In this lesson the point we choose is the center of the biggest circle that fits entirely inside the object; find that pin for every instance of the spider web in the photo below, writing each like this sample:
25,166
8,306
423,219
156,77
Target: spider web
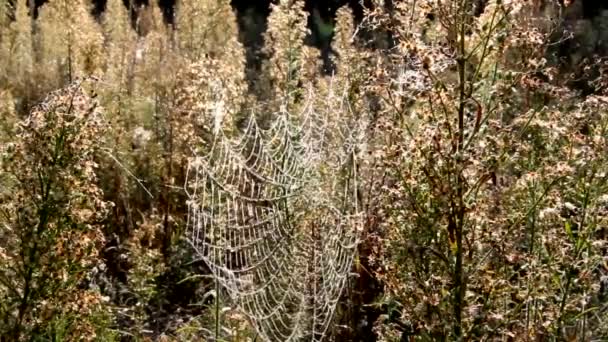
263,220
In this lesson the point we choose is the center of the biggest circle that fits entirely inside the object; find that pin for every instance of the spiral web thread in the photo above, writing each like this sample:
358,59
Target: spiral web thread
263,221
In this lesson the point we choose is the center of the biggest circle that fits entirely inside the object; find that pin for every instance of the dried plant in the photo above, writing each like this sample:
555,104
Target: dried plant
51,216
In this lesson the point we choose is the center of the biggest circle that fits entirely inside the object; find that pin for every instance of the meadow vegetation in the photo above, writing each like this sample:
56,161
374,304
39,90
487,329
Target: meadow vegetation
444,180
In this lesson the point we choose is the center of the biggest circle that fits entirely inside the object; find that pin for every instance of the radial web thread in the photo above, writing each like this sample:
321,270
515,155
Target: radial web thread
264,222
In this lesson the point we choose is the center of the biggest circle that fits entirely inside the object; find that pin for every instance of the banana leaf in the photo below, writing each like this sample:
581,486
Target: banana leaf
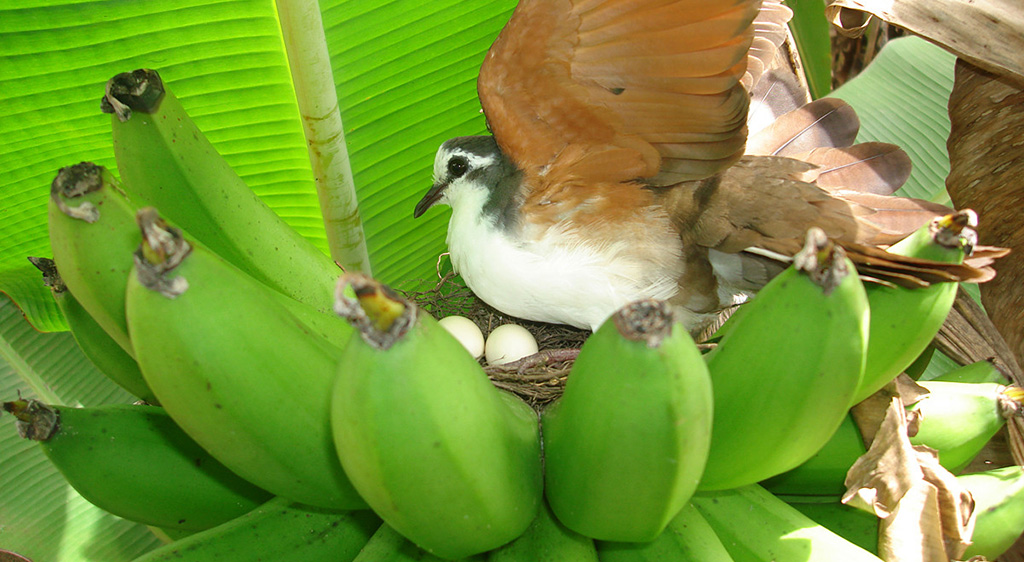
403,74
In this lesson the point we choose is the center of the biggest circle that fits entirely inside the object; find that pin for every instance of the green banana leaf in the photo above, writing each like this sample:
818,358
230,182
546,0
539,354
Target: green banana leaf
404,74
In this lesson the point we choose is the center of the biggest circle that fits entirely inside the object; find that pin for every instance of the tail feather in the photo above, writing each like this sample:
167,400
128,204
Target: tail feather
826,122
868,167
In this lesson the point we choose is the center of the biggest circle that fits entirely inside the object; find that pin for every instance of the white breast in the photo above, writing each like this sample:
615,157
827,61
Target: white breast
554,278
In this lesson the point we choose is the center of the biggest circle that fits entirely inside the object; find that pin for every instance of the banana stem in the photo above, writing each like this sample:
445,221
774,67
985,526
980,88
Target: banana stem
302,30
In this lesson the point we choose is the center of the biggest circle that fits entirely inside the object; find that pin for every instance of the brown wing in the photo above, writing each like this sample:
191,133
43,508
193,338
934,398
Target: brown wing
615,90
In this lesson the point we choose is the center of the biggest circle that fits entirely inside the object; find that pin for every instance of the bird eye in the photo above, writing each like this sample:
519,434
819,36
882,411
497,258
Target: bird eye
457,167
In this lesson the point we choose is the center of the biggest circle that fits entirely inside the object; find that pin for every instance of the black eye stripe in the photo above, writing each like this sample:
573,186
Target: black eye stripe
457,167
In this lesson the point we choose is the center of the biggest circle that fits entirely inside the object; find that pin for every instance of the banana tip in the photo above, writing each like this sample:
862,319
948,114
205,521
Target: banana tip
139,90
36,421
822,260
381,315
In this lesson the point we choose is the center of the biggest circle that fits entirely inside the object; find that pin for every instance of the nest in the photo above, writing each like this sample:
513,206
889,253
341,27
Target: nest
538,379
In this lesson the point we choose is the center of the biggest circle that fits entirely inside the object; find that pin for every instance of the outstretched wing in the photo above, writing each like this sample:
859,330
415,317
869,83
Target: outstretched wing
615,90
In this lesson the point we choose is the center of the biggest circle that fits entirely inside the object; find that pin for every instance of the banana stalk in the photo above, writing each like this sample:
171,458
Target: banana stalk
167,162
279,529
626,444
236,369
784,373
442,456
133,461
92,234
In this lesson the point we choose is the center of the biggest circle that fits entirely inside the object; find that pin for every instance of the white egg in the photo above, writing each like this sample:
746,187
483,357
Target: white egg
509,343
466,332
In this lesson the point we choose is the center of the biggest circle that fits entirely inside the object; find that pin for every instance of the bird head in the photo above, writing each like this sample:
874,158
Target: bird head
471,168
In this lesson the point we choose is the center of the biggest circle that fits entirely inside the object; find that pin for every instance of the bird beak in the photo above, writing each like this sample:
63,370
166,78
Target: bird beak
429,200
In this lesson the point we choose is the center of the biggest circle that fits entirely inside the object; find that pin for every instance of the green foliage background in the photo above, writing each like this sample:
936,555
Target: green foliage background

———

Exercise goal: Copy each line above precisely, dropping the pictures.

Solution for this task:
In this lesson the point we choose is the center of the biggest circle that fits entirely inside the object; find that pin for every instance of the spider web in the photo below, writing each like this sample:
25,166
8,306
423,219
156,77
Target: spider web
263,220
In this lesson the point we choose is the center of the biggest circle that fits entirely inside the object; find that pin for every instance of the spiral web thread in the photo above, writing each like this sample:
358,59
Target: spiral web thread
263,221
In this lesson the point we choose is the center of the biggest circle that fits entirely inside the object; find that pin for every instance of the dried plant in the photo above, writing each like this sample:
555,104
Target: dried plant
51,216
In this lesson the point we choose is the center of the biggest circle that fits entirely inside the object; find that pin for every instance of the meadow vegetation in the photo above, writing each like this sample:
56,161
374,304
39,90
487,329
Target: meadow vegetation
444,180
In this lesson the point we choose is the center of the biggest circle that fits entirely inside the object; find that pin for every instance of the radial web thread in the photo above, writing each like this sample:
321,270
515,155
Target: radial web thread
264,222
In this lesson the point we choose is the center of the biggest circle that fits entirely inside the object; find that pin for every instance of the banana leaf in the photo below, writing each like this sample:
581,486
Target: banana leaf
403,74
In this lesson the point we choose is the center of the biggest circle that fits entirely inside the object; find that pin for every instance of the green banana leaf in the photo above, writing each like this sample:
818,358
230,182
546,0
539,354
Target: green banana leaf
404,74
In this lesson the point we choose is the center of the biggest circle that fits entirely inside the object; find that pin for every instance of the tail feather in the photo above, writing each like this sample:
167,400
128,204
Target: tail feather
826,122
868,167
In this lesson the point we choose is the center of the biggest circle that fits entirely inside the object; find that pin for every instance of the white breast in the photo above, writing each like this sample:
615,157
827,61
Target: white breast
554,278
In this lesson the point we choose is the center of the biggest circle that fits entirely inside the object; find that pin for every instance of the banana stem in the photo above, writing each like this sample:
445,221
774,67
985,526
980,88
Target: banana stem
302,30
In this lesson the point we choose is the center of the biggest circle that fits entirely inside the object; find that pin for every instance of the brown wing in the photo above, writing each like this sample:
191,133
43,508
193,338
934,398
Target: brown wing
615,90
In this lesson the point we choose is the center of the biggest circle that fits entirely inside the object; find that pin for every instance of the bird eye in the photo above, writing each like this sample:
519,434
819,36
882,411
497,258
Target: bird eye
457,167
In this lesson the point we choose is the center of the biggest circle that fits entirely inside the object; find that pin for every instance of the black eye stripe in the photo above, writing each like this sample:
573,186
Target: black eye stripe
457,167
In this lesson the point we choose is the center of the biggest circle that fits entirely inside the object; find that pin for every instance of the banana tip in the photo above, writing each like this sample:
862,319
948,114
205,521
Target: banana tip
139,90
36,421
822,260
381,315
In this lesson the point we choose is the center of the biggest circle that fits entirely inside the object; find that pin for every instance of the nest in the photo above, writing each like this sample:
513,206
889,253
341,27
Target: nest
538,379
In this lesson the point we choose is the center of the biggest circle that fits entirely inside the object; find that pin for every instance of the outstretched wing in the photo above, writing each like this sample:
859,330
415,317
869,83
Target: outstretched wing
615,90
In this lesson the point we choose is the center of the biggest circle that fits entirely inside the object; find that pin for every instance of the banana stalk in the photo above, writing each like this sample:
171,458
Target: banana stalk
167,162
279,529
626,444
236,369
784,373
442,456
133,461
92,234
In this lesson the point we choose is the center of the biggest circle that fits entirely inside the object; find that pin for every instance of the white egg in the photo above, writing each like this sample:
746,187
483,357
Target: white egg
509,343
466,332
In this lesson the point we choose is the center of the biggest circle that fits entirely inside the object; find that pin for every instance of the bird head in the photo above, writing each like this sample:
874,158
Target: bird head
471,168
In this lesson the point we choose is the center of the biggest circle that fits entirely inside the object; find that pin for every instance of the bird beak in the photo above, writing each like this sample:
63,370
166,78
Target: bird beak
429,200
In this lesson the point we choose is the center of the biggest circle that fits entirely inside the object; find that pin for every instance of the green foliage background in the photo above, writing each like this sample:
936,555
Target: green foliage background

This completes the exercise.